[BEGIN]

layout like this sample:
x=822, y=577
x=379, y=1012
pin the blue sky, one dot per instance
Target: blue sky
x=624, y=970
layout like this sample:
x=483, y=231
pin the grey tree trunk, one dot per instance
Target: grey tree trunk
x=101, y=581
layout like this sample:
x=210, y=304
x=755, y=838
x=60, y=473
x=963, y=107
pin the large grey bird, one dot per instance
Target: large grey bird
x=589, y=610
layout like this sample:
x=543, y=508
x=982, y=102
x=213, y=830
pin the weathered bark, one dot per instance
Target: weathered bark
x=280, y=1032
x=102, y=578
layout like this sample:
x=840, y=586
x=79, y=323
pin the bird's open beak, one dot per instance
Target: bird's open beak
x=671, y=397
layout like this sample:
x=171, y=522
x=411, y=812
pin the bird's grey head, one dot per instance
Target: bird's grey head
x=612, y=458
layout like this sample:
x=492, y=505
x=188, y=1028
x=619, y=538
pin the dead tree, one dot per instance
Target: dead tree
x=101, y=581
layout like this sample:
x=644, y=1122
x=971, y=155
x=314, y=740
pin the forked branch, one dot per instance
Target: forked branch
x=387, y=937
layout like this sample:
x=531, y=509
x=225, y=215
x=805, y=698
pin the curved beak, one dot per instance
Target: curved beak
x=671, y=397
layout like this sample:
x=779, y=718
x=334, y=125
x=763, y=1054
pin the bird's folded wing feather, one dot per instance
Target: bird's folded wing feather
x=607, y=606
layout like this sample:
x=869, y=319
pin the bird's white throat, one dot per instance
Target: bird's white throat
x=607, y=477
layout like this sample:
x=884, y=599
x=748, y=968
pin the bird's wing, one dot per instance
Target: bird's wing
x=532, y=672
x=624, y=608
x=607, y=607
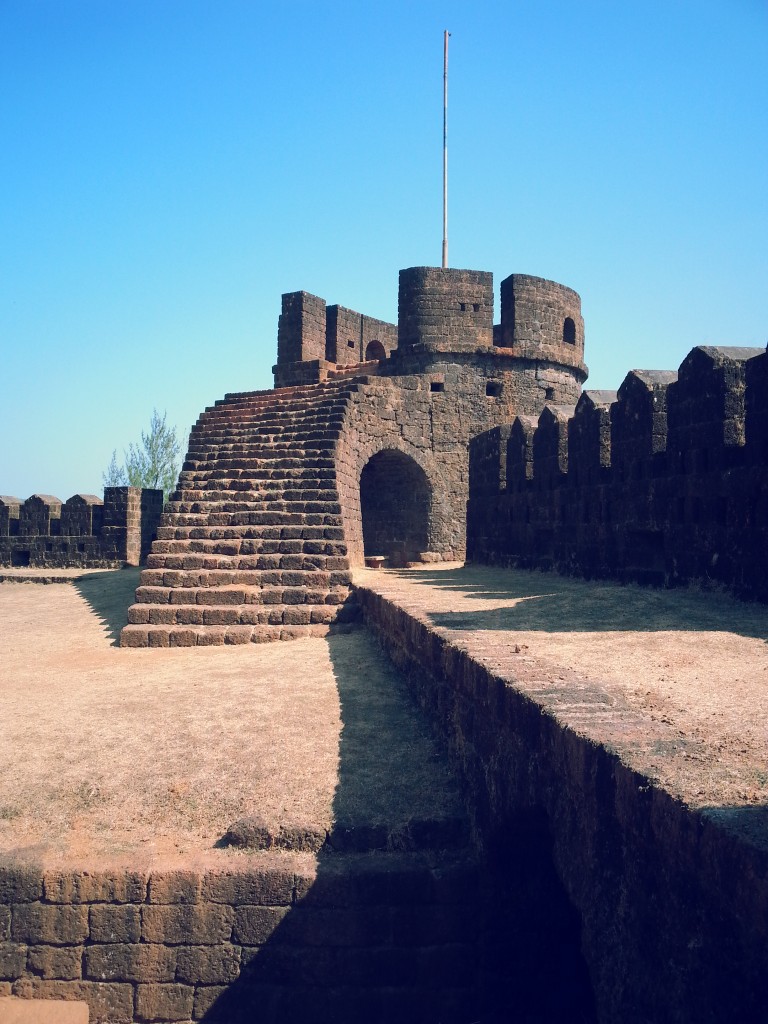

[END]

WHAT TO DO: Pick out each line of the listing above that contains the string "trunk" and copy those lines unchanged.

CORRECT RESULT:
pin the grey tree trunk, one dot per instance
Target: grey tree trunk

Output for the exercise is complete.